WHAT YOU HAVE TO DO:
Drop every picture. Return the rest of the entries exactly.

Entries taken from a collection:
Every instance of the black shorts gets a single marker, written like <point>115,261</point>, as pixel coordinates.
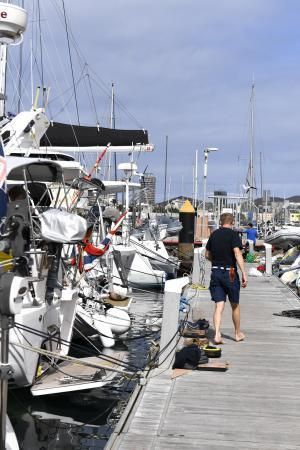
<point>221,287</point>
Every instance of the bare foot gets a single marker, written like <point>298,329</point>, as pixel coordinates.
<point>218,340</point>
<point>239,337</point>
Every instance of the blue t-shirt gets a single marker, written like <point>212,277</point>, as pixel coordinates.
<point>251,234</point>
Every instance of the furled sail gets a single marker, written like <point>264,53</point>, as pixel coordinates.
<point>64,135</point>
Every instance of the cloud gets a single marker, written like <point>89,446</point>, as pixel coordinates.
<point>184,69</point>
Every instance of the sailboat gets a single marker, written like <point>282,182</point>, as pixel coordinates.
<point>250,186</point>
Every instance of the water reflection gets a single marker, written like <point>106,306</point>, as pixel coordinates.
<point>85,420</point>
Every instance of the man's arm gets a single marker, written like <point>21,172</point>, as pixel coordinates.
<point>208,255</point>
<point>239,259</point>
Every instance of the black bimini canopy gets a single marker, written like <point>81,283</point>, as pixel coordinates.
<point>64,135</point>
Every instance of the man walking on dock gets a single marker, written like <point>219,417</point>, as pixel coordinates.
<point>223,249</point>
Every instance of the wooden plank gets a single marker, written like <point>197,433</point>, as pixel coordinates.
<point>254,405</point>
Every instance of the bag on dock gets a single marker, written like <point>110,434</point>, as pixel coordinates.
<point>189,357</point>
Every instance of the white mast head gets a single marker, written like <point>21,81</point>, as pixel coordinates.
<point>13,22</point>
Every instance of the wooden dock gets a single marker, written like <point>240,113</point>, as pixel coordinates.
<point>255,404</point>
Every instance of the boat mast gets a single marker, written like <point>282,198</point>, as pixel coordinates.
<point>251,167</point>
<point>3,60</point>
<point>112,126</point>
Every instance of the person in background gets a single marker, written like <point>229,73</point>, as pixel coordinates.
<point>251,233</point>
<point>223,249</point>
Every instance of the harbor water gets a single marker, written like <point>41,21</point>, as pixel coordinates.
<point>84,420</point>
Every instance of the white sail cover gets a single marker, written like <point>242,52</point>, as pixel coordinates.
<point>61,226</point>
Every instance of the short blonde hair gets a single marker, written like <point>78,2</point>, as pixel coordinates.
<point>226,219</point>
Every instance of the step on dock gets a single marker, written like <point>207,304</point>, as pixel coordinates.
<point>255,404</point>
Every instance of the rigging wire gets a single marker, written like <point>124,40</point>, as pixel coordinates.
<point>71,61</point>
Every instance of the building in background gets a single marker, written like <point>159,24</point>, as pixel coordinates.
<point>148,185</point>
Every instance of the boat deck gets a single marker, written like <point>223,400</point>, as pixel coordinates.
<point>255,404</point>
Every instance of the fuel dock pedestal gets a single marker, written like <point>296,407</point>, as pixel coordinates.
<point>186,236</point>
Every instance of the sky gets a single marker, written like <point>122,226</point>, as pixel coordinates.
<point>182,69</point>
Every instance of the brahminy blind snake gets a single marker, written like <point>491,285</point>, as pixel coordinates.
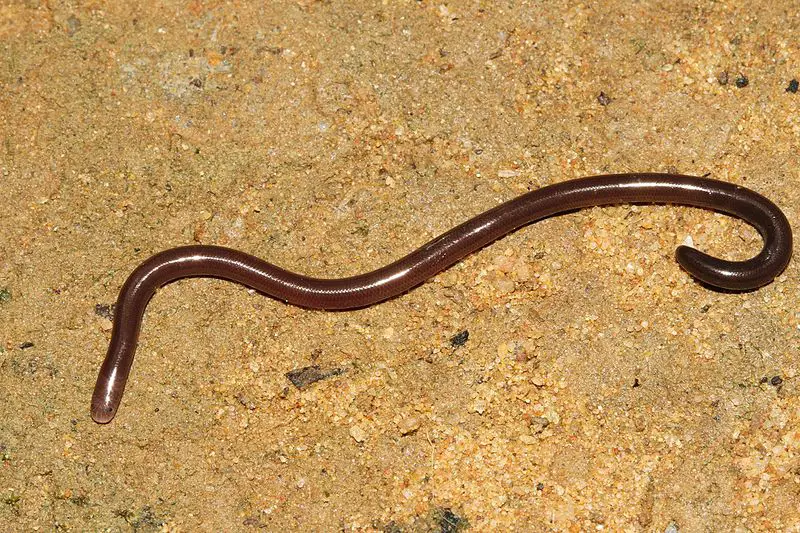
<point>443,251</point>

REPLY:
Every instance of the black shorts gets a single marker, written like <point>115,261</point>, as pixel coordinates.
<point>221,287</point>
Every instance of the bare foot gets a single marker, written like <point>298,329</point>, as pixel coordinates.
<point>218,340</point>
<point>239,337</point>
Every instance of the blue t-shirt gets a single marker, written like <point>212,277</point>, as pixel coordinates.
<point>251,234</point>
Every instance of the furled sail gets a single marker, written like <point>264,53</point>, as pixel coordinates.
<point>64,135</point>
Every instance of the cloud gets a single marker, written like <point>89,446</point>, as pixel coordinates.
<point>184,69</point>
Every instance of the sailboat gets a single marker, written like <point>282,182</point>, as pixel coordinates.
<point>250,186</point>
Every instance of the water reflection gets a single marker, written like <point>106,306</point>, as pixel coordinates.
<point>85,420</point>
Every instance of the man's arm gets a single marker, written like <point>21,172</point>, as pixel coordinates.
<point>208,255</point>
<point>239,259</point>
Every instance of the black bimini canopy gets a single marker, written like <point>81,283</point>, as pixel coordinates.
<point>64,135</point>
Every instance of the man walking on dock gets a single marker, written like <point>219,417</point>, as pixel coordinates.
<point>223,249</point>
Every instance of the wooden plank gets a single marker, written like <point>197,433</point>, as pixel coordinates.
<point>254,405</point>
Every instance of the bag on dock gets a single marker, written like <point>110,434</point>, as pixel coordinates.
<point>189,357</point>
Every instance of the white mast head gets a single marker, written like <point>21,81</point>, as pixel coordinates.
<point>13,22</point>
Every instance of the wooden dock gets a single marker, written like <point>240,113</point>, as pixel coordinates.
<point>255,404</point>
Every instance of the boat mast gets a single marker, written like <point>282,198</point>, as pixel coordinates.
<point>251,167</point>
<point>3,60</point>
<point>112,126</point>
Every instance of the person in background gets a single marker, written like <point>229,73</point>, as pixel coordinates.
<point>251,233</point>
<point>223,249</point>
Every instance of the harbor water gets a single marker, written like <point>41,21</point>, as pixel coordinates.
<point>84,420</point>
Every instance of the white sail cover gets a single marker, written like <point>242,52</point>, as pixel coordinates.
<point>61,226</point>
Every instance of the short blonde hair gets a single marker, written like <point>78,2</point>, as pixel coordinates.
<point>226,219</point>
Every instance of the step on dock gets a single marker, written like <point>207,304</point>, as pixel coordinates.
<point>255,404</point>
Every instance of the rigging wire gets a single marker, written like <point>124,40</point>, as pixel coordinates.
<point>71,61</point>
Every instance of the building in background gets a single marker, written like <point>159,24</point>, as pixel coordinates.
<point>148,185</point>
Every instance of the boat deck gets a single marker, written like <point>223,400</point>, as pixel coordinates.
<point>255,404</point>
Every instance of the fuel dock pedestal gets a single marker, written like <point>296,407</point>, as pixel coordinates.
<point>186,236</point>
Every instance of the sky gets a single marker, written like <point>122,226</point>, as pixel coordinates.
<point>182,69</point>
Every instance of the brahminy blind snake gets a single marker, written like <point>491,285</point>, as pixel coordinates.
<point>443,251</point>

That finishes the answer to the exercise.